Stated exercise: Rewrite the lines of the listing, starting with the line that contains "Practice. Point at the vase" and going on through the end of the listing, with the request lines included and every coordinate in the answer points shifted by adding 54 to it. Leave the pictures out of your answer.

____________

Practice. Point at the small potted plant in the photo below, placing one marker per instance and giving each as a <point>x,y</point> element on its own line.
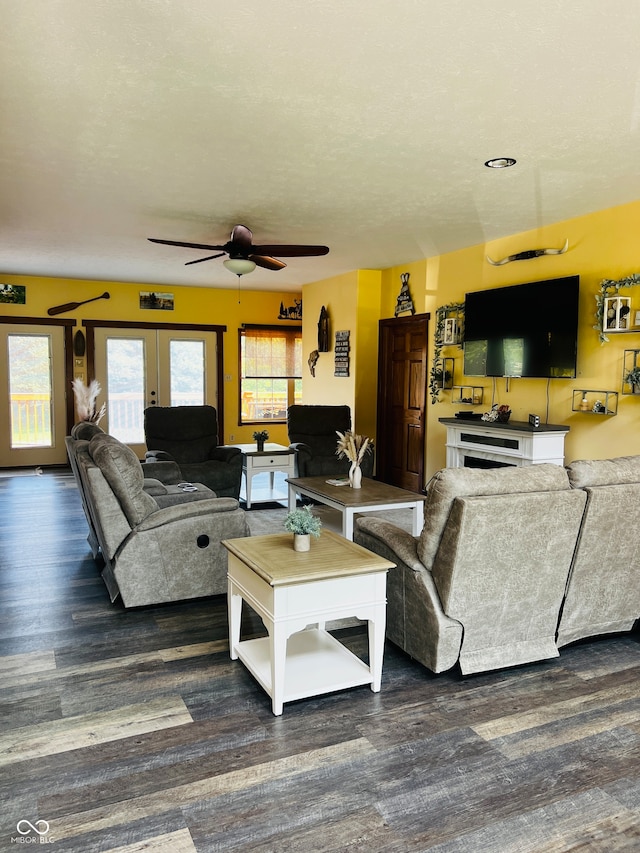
<point>633,378</point>
<point>303,524</point>
<point>260,437</point>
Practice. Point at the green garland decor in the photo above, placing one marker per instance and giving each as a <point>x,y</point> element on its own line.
<point>437,367</point>
<point>607,288</point>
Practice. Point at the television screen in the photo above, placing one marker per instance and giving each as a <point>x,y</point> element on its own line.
<point>527,330</point>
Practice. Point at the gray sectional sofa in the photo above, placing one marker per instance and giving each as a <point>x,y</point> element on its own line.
<point>159,543</point>
<point>513,563</point>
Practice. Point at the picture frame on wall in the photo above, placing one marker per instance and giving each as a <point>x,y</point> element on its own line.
<point>450,331</point>
<point>155,301</point>
<point>13,294</point>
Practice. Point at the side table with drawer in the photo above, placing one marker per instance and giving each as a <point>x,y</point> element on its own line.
<point>274,457</point>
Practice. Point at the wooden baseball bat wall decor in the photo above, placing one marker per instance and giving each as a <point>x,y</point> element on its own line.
<point>71,306</point>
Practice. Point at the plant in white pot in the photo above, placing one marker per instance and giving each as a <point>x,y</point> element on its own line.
<point>633,378</point>
<point>303,524</point>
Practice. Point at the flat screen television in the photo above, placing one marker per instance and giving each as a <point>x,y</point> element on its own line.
<point>527,330</point>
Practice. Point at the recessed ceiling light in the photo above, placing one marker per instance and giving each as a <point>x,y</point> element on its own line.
<point>500,163</point>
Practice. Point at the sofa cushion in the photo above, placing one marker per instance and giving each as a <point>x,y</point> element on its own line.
<point>123,471</point>
<point>85,430</point>
<point>450,483</point>
<point>604,472</point>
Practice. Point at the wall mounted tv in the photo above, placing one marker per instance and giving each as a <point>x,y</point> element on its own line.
<point>525,330</point>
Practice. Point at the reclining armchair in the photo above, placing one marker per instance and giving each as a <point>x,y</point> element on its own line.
<point>312,434</point>
<point>152,554</point>
<point>483,584</point>
<point>182,445</point>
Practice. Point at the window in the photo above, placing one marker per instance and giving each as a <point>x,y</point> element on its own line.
<point>270,372</point>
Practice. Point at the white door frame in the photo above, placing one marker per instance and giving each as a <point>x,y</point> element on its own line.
<point>63,403</point>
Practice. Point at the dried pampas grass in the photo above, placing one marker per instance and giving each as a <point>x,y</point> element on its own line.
<point>352,446</point>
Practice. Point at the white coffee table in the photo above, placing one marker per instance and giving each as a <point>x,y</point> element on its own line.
<point>293,590</point>
<point>371,497</point>
<point>274,457</point>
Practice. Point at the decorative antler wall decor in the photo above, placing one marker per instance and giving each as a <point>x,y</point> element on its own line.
<point>527,255</point>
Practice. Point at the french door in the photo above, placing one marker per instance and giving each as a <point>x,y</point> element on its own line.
<point>141,367</point>
<point>33,403</point>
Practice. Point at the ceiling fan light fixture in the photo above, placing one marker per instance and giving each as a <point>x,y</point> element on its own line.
<point>239,266</point>
<point>500,163</point>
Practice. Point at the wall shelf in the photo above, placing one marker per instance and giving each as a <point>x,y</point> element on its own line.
<point>590,402</point>
<point>631,361</point>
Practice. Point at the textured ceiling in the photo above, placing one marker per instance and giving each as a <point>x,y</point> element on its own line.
<point>360,125</point>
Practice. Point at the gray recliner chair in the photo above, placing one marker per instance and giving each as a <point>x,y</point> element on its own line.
<point>484,583</point>
<point>312,434</point>
<point>152,554</point>
<point>187,438</point>
<point>603,591</point>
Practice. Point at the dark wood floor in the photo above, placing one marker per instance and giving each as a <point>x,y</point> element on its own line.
<point>132,730</point>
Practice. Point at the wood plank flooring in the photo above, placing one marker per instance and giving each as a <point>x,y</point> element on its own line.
<point>133,731</point>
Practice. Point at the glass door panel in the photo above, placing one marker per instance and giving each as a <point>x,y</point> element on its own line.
<point>126,368</point>
<point>141,368</point>
<point>32,413</point>
<point>186,373</point>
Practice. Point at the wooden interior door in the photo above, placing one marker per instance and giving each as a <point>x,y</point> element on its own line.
<point>402,395</point>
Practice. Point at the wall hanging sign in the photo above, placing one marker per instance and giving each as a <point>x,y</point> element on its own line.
<point>314,355</point>
<point>293,312</point>
<point>404,302</point>
<point>341,363</point>
<point>156,301</point>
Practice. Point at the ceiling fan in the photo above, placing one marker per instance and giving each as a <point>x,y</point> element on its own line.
<point>244,256</point>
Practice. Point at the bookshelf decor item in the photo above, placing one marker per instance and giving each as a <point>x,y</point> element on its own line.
<point>617,313</point>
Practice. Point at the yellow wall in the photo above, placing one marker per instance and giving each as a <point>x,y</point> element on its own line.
<point>353,304</point>
<point>228,308</point>
<point>601,245</point>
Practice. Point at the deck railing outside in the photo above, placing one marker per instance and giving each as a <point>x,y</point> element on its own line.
<point>31,420</point>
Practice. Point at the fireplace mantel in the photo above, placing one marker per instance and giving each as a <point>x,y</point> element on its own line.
<point>477,443</point>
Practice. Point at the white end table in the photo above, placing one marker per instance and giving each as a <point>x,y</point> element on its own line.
<point>293,590</point>
<point>274,457</point>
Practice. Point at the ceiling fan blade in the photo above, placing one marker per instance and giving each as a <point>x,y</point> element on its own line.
<point>187,245</point>
<point>292,251</point>
<point>208,258</point>
<point>267,263</point>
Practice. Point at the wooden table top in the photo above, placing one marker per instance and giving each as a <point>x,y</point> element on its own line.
<point>331,556</point>
<point>372,492</point>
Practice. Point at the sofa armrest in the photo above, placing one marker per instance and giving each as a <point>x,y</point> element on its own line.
<point>170,514</point>
<point>154,487</point>
<point>403,544</point>
<point>166,472</point>
<point>225,453</point>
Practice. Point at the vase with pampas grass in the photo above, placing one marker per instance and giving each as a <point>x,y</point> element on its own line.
<point>353,447</point>
<point>86,400</point>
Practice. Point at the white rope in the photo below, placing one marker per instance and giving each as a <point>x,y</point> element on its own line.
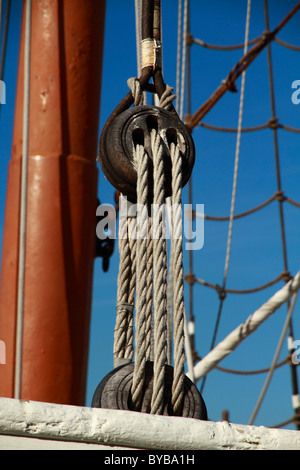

____________

Full output:
Practice. Point at the vase with pampas grass in the photo above, placing one marker per instance and giving each as a <point>x,y</point> element on its own line.
<point>407,501</point>
<point>140,454</point>
Practice. Point at the white rope in the photo below, placing one marker per instance and giving each as a <point>x,y</point> element on its own line.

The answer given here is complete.